1990 Singapore Open

Tournament details
- Dates: 24 July 1990– 28 July 1990
- Edition: 44th
- Level: World Grand Prix 4 Stars
- Total prize money: US$90,000
- Venue: Singapore Indoor Stadium
- Location: Kallang, Singapore

Champions
- Men's singles: Foo Kok Keong
- Women's singles: Tang Jiuhong
- Men's doubles: Rudy Gunawan Eddy Hartono
- Women's doubles: Gillian Clark Gillian Gowers
- Mixed doubles: Jan-Eric Antonsson Maria Bengtsson

= 1990 Singapore Open =

The 1990 Singapore Open (also known as the Konica Cup) was a four-star badminton tournament that took place at the Singapore Indoor Stadium in Singapore, from July 24 to July 28, 1990. The total prize money on offer was US$90,000.

- - -

> [DIRECTION 1] Put the records, everything from the line containing "Could you point at the finger" down to the last line of the records, into a Markdown table with the columns Row and Line, one line per row and blank lines left out.

> [INFORMATION SUPPLIED]
- - -

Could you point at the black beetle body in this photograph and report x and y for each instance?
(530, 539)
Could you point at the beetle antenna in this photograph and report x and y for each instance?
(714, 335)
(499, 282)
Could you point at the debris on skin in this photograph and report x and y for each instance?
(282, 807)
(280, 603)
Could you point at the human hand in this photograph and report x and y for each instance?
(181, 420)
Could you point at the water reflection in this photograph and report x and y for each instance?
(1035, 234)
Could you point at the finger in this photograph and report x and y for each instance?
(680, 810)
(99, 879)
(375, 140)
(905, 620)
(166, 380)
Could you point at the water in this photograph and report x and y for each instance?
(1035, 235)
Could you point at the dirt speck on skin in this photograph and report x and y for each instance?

- - -

> [DIRECTION 2] Duplicate everything in the 1990 Singapore Open text from "The 1990 Singapore" down to "offer was US$90,000.".

> [FULL RESPONSE 1]
| Row | Line |
|---|---|
| 1 | Could you point at the finger in this photograph and report x and y for each instance? |
| 2 | (680, 810) |
| 3 | (99, 879) |
| 4 | (375, 140) |
| 5 | (905, 620) |
| 6 | (166, 380) |
| 7 | Could you point at the water in this photograph and report x and y for each instance? |
| 8 | (1035, 235) |
| 9 | Could you point at the dirt speck on skin in this photograph and report x and y for each instance? |

> [FULL RESPONSE 2]
The 1990 Singapore Open (also known as the Konica Cup) was a four-star badminton tournament that took place at the Singapore Indoor Stadium in Singapore, from July 24 to July 28, 1990. The total prize money on offer was US$90,000.